Would you rather support research for a disease that affects 30,000 Americans a year or one that affects just .01 percent of the population?

The numbers represent about the same number of people, but how you answered explains how you understand numerical information, according to Gary Brase, pictured at left.

"People are comfortable with simple frequencies and percentages," said Brase, an associate professor of psychology. "Everybody can understand five, six, 10, 20 or even 100, and percentages like 30 percent or 40 percent.

"But it's really large numbers that we don't have nailed down exactly. If you say there were 20,000 people at a concert versus 30,000 people, we don't have a good sense of how much bigger that is exactly."

Brase has studied the perceptions and applications of various numerical formats. He spoke on the topic at the Midwestern Psychological Association conference May 1-3 in Chicago. The research has appeared in several publications including the Journal of Behavioral Decision Making, the Journal of Nonprofit and Public Sector Marketing and the Journal of Extension.

Brase's interest began with theories about how the mind processes numbers. Brase said this research suggested that people prefer working with frequencies.

"But then we thought, let's just start asking them what they prefer," Brase said

To find out, Brase conducted two studies. One asked people to evaluate statistical information about forestry issues. The research showed that people find percentages and simple frequencies, such as one-third or two-out-of-five, easiest to understand. But the people studied also perceived absolute frequencies -- like 30 million Americans -- to bebigger than a fraction or ratio, even when the numbers were equivalent.

Your goal: Reproduce word for word the part of the article on how people understand numbers that begins with the words containing "Brase has studied" and ends with "Journal of Extension.". These records have no connection to the article on how people understand numbers.

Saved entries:

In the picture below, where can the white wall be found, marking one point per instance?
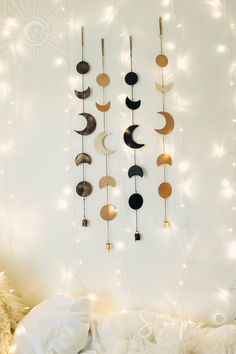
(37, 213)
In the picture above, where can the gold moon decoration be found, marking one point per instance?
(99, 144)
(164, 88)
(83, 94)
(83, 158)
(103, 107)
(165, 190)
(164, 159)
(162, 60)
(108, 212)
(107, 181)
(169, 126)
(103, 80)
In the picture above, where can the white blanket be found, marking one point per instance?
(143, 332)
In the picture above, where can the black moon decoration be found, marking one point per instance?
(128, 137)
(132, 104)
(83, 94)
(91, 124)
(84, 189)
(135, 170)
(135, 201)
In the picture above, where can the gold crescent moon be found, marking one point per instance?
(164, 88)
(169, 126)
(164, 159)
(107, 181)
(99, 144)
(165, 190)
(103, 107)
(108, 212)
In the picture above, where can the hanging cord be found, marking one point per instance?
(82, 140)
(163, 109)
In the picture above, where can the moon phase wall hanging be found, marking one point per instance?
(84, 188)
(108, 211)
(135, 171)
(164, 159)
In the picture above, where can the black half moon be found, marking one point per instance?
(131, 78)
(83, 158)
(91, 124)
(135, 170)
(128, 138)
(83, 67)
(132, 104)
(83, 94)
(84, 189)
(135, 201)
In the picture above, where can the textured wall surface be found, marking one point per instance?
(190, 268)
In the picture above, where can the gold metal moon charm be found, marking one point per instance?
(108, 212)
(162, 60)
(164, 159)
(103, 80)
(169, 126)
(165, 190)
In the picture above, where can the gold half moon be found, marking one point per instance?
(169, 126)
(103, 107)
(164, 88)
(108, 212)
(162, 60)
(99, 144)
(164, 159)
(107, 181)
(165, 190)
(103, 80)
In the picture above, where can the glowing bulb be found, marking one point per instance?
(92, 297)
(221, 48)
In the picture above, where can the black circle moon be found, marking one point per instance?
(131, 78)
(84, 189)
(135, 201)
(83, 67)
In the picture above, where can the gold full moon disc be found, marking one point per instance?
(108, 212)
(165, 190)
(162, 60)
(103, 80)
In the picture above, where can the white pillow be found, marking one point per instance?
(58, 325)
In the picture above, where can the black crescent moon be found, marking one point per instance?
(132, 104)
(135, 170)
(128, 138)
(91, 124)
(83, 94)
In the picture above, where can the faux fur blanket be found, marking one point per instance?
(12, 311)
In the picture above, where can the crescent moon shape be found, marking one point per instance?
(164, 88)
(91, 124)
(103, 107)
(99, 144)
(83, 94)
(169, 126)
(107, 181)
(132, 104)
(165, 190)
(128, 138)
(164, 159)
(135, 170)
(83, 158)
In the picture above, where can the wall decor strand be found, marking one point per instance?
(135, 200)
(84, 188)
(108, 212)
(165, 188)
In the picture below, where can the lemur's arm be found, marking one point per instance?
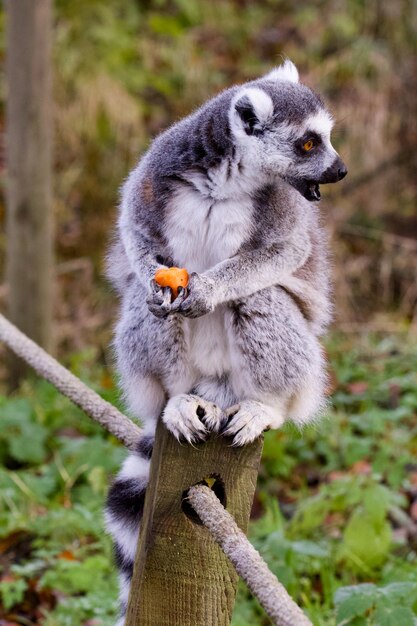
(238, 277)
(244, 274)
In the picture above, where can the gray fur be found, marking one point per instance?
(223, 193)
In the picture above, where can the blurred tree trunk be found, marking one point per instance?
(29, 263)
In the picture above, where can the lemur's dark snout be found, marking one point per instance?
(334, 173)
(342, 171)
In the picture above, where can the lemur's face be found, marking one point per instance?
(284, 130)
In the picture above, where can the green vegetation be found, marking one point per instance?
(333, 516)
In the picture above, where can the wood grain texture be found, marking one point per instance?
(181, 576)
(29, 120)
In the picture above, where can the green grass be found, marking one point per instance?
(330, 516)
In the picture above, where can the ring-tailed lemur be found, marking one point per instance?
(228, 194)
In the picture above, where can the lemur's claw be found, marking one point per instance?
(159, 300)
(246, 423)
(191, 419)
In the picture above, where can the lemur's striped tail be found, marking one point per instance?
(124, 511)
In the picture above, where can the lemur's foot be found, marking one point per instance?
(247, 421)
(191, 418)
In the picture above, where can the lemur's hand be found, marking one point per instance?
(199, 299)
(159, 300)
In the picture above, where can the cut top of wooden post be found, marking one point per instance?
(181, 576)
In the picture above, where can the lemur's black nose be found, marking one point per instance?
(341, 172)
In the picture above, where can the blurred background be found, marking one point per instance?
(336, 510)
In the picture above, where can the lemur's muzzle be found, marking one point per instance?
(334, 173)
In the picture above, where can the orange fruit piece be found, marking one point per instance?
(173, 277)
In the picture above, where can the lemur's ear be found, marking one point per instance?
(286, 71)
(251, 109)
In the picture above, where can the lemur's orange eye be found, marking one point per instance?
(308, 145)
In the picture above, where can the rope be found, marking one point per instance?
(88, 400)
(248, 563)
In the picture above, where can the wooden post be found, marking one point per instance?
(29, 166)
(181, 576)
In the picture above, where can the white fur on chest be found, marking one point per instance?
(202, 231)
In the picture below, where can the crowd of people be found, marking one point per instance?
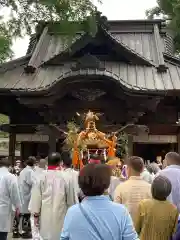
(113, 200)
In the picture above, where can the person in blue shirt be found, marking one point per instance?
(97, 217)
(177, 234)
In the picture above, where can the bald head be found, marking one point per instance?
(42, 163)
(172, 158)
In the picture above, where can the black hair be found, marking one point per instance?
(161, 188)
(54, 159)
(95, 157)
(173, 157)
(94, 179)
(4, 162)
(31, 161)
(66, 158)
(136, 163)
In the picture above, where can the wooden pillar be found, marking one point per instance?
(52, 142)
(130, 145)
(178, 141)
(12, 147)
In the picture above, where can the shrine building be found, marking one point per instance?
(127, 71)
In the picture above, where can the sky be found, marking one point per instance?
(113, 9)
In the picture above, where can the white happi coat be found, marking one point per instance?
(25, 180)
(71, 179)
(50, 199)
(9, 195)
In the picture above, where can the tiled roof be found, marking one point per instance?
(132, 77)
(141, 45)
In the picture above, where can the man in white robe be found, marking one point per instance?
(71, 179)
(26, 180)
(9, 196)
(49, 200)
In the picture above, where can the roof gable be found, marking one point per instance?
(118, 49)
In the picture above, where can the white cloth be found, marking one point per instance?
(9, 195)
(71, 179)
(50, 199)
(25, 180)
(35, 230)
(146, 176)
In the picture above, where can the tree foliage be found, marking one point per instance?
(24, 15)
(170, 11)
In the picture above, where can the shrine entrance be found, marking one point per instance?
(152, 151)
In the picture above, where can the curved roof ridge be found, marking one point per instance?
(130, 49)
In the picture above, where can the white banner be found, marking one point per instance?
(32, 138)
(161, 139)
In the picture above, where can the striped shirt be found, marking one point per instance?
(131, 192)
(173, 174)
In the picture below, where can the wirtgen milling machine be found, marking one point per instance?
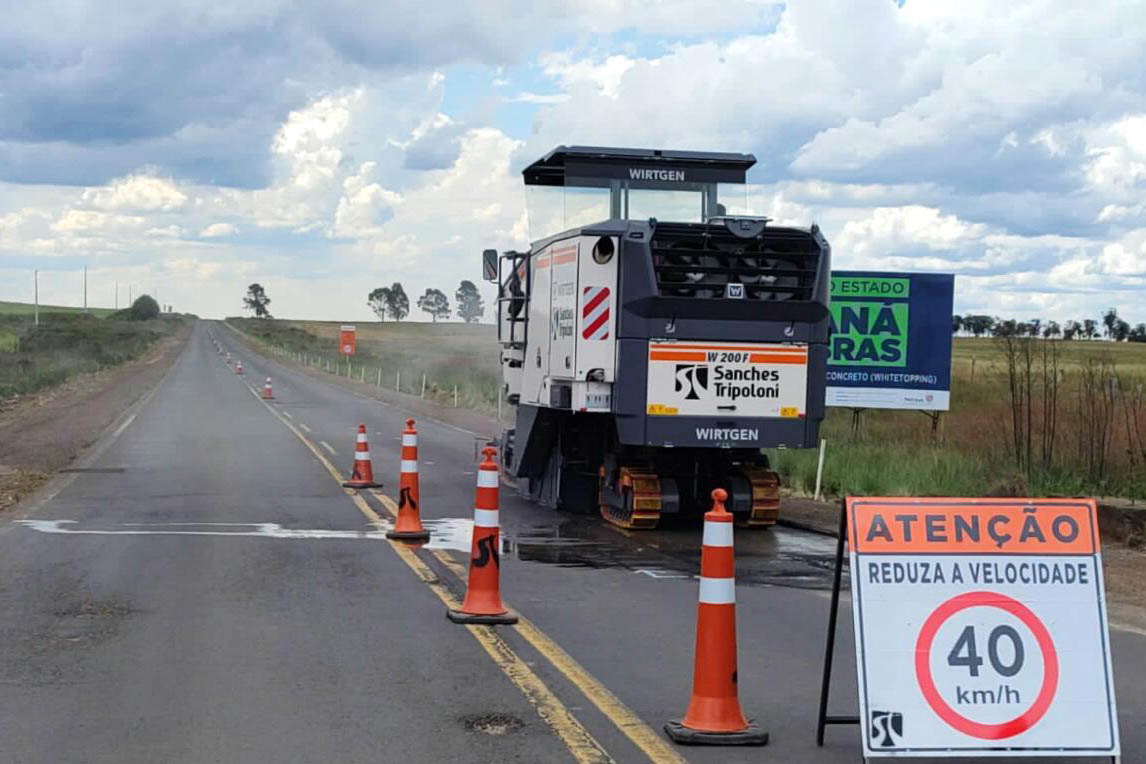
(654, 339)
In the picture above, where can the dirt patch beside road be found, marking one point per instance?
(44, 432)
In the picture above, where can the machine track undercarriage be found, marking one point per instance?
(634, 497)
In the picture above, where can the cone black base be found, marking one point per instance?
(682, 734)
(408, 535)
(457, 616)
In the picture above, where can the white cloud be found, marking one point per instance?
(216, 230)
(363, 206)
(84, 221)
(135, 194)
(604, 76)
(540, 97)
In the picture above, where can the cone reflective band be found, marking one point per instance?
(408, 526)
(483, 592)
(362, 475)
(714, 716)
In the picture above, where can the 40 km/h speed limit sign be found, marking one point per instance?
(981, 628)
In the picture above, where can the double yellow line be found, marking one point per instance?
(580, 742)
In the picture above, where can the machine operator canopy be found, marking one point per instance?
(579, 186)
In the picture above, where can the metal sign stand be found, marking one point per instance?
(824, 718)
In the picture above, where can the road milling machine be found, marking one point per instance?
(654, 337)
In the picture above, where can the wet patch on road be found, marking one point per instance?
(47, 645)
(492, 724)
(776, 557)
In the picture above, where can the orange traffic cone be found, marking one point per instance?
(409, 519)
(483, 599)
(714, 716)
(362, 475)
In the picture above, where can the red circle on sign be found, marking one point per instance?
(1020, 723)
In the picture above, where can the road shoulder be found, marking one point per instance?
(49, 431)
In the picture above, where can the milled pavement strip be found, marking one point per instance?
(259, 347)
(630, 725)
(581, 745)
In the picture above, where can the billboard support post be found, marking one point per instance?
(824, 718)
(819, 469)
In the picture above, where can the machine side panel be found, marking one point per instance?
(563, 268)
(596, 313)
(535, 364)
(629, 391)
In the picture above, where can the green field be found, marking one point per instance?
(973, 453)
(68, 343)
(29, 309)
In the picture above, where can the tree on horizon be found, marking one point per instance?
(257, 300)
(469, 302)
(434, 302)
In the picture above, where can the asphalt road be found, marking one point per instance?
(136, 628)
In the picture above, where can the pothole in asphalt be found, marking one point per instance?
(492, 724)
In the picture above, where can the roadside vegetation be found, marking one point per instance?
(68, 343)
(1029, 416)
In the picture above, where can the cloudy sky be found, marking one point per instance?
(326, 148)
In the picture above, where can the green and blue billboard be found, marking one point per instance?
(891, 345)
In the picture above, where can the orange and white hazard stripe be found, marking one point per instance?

--

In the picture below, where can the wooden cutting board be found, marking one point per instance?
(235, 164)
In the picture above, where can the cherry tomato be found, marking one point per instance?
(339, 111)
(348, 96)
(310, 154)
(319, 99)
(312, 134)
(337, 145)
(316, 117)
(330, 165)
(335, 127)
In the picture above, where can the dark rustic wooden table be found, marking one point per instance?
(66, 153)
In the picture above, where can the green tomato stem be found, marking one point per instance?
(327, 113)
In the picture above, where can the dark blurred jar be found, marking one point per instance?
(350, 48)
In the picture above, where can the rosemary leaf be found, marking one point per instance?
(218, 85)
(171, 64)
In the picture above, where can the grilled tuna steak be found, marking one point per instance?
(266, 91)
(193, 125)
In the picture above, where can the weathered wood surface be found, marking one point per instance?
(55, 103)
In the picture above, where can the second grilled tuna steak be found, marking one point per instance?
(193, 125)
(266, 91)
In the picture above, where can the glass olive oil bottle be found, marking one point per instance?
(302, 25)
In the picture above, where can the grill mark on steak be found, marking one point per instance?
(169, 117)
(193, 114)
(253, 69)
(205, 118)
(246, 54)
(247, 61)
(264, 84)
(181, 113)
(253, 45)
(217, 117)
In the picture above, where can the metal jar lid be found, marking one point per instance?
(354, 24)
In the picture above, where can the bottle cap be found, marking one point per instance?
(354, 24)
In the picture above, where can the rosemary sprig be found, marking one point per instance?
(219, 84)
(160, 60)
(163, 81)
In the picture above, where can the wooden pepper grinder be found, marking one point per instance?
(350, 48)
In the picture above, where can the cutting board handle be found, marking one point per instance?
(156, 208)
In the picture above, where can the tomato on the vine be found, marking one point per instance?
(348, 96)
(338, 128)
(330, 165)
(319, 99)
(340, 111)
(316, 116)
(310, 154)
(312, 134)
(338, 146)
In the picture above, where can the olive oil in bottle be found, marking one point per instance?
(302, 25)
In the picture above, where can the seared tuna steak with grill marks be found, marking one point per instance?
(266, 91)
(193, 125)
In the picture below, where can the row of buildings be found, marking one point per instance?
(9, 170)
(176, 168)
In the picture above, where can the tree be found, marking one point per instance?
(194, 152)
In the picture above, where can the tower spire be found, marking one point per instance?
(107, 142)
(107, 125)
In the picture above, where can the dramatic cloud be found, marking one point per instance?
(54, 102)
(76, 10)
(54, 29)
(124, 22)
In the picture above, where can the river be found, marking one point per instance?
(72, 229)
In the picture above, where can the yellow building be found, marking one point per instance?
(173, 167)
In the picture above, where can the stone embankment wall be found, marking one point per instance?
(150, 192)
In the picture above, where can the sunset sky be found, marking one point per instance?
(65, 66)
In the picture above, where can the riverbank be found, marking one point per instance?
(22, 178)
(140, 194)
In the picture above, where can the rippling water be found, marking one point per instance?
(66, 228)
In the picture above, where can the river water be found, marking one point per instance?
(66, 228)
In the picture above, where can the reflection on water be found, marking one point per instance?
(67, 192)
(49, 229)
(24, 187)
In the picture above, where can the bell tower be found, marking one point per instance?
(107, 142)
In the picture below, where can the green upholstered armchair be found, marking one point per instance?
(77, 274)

Result of the exercise:
Brase has studied the perceptions and applications of various numerical formats. He spoke on the topic at the Midwestern Psychological Association conference May 1-3 in Chicago. The research has appeared in several publications including the Journal of Behavioral Decision Making, the Journal of Nonprofit and Public Sector Marketing and the Journal of Extension.